_Given exercise:_ Extract every line of the data below that contains the word "jeans".

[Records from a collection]
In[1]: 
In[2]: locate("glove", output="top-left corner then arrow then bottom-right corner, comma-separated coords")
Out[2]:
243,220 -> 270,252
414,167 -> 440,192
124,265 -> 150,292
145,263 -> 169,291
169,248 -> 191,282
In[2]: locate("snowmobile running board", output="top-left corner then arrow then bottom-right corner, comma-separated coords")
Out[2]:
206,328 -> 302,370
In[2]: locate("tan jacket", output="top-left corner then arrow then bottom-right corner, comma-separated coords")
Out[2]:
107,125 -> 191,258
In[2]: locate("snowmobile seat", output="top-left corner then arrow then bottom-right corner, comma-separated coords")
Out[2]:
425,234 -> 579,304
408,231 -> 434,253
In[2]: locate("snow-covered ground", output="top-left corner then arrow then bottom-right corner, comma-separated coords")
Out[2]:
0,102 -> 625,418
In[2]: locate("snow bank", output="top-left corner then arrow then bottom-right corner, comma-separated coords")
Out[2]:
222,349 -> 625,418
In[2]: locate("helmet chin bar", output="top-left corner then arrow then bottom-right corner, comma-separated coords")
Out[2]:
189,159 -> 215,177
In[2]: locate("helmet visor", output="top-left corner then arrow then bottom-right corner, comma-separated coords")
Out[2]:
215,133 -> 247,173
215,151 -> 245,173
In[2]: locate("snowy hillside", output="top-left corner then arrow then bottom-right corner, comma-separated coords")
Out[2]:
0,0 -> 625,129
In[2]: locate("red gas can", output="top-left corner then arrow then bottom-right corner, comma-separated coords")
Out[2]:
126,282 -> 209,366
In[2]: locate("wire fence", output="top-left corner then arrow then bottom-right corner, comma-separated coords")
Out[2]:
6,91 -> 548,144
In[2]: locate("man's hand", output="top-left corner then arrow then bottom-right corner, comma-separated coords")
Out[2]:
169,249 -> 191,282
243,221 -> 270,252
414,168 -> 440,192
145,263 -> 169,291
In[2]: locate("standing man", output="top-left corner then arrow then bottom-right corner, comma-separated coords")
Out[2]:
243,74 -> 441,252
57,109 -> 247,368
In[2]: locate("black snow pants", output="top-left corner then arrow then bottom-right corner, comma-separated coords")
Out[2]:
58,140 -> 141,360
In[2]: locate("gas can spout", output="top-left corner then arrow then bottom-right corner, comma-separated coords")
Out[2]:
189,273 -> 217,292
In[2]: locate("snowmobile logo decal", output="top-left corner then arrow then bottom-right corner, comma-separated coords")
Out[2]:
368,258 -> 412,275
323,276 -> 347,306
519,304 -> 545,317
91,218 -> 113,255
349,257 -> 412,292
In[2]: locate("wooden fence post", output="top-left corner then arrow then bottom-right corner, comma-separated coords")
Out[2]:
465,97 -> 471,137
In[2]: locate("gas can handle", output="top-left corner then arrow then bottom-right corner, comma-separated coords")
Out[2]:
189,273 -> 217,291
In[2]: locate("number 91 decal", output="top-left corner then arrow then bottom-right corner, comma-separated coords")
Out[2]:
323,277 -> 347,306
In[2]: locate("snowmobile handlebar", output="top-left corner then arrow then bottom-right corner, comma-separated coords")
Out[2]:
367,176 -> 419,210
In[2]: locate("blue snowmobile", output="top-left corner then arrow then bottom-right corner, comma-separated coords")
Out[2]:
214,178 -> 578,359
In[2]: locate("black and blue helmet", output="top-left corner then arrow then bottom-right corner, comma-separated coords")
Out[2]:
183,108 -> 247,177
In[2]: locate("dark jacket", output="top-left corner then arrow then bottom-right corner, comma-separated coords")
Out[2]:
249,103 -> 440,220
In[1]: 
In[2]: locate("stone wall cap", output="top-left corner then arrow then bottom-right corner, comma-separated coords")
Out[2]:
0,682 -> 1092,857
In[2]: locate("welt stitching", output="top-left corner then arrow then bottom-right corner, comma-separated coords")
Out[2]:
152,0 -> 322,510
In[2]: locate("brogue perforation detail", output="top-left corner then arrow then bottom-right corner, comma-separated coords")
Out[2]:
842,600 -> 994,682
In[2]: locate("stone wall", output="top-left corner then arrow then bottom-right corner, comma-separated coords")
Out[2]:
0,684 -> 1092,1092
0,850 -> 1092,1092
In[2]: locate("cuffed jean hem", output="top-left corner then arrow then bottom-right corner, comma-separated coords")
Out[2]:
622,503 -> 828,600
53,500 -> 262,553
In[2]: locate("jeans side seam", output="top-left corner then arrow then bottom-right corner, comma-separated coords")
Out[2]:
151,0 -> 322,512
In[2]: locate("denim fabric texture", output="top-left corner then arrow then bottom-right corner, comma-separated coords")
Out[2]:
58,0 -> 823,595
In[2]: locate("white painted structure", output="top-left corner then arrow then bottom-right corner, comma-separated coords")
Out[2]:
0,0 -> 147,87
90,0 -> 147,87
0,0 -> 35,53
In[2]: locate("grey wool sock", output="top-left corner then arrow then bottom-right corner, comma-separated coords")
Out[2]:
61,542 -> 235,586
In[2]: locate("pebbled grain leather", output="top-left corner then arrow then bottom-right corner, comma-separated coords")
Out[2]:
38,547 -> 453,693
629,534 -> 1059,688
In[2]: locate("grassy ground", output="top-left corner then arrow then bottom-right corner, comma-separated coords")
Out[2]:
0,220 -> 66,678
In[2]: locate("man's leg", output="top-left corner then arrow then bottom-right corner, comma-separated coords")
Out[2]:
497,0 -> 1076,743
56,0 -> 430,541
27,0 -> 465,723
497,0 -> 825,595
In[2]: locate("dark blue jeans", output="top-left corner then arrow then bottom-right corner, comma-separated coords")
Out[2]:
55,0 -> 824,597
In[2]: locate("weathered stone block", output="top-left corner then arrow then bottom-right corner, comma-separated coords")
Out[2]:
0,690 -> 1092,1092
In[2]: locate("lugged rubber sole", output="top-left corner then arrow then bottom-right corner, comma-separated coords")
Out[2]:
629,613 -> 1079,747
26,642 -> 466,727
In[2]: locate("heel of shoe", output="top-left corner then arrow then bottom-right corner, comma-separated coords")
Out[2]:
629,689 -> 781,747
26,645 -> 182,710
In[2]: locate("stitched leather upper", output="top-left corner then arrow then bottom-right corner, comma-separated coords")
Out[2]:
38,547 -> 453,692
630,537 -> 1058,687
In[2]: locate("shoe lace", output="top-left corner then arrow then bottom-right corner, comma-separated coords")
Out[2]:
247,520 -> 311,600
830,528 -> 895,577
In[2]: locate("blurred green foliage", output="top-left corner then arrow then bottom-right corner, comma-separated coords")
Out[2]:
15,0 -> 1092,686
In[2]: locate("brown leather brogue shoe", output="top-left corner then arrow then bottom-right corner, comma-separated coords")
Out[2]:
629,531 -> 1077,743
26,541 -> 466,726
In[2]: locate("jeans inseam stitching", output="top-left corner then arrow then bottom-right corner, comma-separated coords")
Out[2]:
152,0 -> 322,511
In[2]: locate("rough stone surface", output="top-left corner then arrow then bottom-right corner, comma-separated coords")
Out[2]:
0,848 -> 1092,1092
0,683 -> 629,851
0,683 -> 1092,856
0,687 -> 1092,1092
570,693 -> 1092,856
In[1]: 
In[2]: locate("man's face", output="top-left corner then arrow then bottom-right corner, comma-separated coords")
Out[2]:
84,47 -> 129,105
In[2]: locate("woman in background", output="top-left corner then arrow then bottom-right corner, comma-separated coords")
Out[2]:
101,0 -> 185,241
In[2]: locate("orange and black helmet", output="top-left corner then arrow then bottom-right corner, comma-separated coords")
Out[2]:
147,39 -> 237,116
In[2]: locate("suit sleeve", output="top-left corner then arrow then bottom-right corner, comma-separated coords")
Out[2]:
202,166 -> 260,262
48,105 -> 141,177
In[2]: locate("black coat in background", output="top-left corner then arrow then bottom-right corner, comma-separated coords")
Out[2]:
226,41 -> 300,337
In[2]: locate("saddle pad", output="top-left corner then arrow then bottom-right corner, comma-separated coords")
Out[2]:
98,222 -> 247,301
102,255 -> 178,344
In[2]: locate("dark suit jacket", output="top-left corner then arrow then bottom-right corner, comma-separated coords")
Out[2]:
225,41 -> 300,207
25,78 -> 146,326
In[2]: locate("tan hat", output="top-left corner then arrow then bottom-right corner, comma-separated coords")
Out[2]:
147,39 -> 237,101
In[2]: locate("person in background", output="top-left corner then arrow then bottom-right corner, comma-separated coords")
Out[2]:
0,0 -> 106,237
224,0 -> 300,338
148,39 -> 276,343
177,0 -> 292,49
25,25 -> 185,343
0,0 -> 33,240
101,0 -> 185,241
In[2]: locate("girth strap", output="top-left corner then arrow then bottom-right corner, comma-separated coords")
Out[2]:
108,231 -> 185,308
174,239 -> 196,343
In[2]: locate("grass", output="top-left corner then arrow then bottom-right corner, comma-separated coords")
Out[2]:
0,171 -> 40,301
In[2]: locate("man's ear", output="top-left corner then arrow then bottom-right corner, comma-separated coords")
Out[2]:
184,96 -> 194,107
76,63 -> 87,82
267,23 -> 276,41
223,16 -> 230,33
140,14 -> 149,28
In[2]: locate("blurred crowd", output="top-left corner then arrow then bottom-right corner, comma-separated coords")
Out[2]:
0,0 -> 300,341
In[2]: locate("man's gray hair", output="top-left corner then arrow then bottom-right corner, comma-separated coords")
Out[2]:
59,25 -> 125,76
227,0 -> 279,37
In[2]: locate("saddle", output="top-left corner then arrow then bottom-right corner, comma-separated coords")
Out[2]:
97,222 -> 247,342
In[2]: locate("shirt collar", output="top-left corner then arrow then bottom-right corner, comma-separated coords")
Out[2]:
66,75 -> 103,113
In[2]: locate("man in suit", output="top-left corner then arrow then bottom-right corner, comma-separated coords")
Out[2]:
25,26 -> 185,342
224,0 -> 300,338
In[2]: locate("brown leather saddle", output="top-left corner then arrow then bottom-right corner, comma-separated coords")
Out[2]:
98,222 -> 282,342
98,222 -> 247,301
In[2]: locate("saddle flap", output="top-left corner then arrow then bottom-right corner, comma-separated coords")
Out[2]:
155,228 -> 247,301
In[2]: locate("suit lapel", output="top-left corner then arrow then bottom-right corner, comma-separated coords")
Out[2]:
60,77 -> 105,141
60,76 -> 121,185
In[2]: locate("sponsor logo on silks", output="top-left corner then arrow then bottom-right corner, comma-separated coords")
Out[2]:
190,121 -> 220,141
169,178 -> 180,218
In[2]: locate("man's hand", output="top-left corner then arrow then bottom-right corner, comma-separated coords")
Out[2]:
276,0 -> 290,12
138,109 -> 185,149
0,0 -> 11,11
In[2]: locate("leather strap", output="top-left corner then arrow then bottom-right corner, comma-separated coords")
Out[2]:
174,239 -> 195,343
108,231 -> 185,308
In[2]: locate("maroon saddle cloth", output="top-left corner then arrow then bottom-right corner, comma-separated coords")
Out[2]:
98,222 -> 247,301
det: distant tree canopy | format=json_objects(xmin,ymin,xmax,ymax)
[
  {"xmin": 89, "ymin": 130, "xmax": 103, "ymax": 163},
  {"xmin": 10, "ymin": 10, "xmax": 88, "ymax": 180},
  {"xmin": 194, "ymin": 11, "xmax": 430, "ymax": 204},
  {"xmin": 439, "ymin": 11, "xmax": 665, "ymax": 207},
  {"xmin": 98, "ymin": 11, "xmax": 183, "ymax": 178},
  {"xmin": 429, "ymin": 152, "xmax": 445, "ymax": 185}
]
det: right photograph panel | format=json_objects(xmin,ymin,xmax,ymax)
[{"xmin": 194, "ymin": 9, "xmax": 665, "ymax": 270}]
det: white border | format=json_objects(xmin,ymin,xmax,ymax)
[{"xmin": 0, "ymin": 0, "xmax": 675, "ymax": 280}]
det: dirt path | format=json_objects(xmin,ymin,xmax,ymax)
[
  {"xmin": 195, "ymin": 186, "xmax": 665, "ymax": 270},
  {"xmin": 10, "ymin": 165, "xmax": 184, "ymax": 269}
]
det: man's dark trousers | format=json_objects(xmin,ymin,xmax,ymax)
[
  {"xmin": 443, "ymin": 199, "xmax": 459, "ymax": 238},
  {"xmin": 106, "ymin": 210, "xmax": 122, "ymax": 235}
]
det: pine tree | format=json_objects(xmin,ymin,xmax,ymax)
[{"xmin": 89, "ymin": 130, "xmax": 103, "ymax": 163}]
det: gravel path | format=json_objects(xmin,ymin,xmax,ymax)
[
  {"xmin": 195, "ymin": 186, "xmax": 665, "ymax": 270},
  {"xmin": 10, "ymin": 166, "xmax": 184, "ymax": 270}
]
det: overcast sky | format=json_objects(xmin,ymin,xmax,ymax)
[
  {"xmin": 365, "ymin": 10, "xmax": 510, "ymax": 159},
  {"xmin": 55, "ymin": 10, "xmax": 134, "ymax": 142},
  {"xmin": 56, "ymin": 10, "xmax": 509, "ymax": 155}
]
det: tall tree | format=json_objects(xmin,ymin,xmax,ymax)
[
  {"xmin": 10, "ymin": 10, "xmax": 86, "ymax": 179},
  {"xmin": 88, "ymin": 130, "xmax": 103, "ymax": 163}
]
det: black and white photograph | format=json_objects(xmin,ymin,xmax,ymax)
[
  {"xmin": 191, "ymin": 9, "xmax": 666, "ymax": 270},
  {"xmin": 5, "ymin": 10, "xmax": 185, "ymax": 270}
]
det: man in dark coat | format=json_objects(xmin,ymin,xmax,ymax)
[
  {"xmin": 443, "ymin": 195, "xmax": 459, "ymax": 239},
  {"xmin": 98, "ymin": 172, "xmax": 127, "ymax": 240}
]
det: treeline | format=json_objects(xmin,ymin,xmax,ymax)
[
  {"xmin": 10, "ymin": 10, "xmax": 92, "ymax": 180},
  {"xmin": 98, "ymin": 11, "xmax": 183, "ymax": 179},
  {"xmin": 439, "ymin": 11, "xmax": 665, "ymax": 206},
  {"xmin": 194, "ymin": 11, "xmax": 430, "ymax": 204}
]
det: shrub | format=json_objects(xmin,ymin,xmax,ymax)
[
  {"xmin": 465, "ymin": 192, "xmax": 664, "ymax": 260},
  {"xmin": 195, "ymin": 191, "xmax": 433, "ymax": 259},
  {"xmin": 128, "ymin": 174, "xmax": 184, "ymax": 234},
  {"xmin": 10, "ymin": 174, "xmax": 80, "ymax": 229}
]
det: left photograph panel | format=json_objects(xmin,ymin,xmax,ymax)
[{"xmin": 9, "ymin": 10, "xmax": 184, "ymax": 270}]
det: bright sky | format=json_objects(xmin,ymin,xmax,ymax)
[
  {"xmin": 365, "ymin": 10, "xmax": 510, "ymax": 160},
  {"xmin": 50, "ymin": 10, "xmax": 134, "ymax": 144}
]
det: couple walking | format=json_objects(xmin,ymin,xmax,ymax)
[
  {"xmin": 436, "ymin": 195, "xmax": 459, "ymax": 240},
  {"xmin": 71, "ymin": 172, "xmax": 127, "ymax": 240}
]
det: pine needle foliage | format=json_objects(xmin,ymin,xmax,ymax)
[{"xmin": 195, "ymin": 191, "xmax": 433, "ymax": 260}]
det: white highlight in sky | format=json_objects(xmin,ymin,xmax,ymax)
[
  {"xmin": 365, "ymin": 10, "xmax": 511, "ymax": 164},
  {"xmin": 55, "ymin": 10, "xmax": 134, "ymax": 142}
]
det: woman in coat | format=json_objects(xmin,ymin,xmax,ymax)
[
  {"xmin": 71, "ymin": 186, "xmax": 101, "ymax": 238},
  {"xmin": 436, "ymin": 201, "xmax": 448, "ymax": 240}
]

_Full answer:_
In[2]: locate("jeans side seam", output="top-left corner then arrow then bottom-right corner, comma-separated coords")
In[2]: locate("dark blue jeans", output="top-left corner then arrow then bottom-right corner, comma-separated coords")
In[2]: locate("jeans inseam stitching", output="top-left corner then arrow then bottom-right corner, comma-separated coords")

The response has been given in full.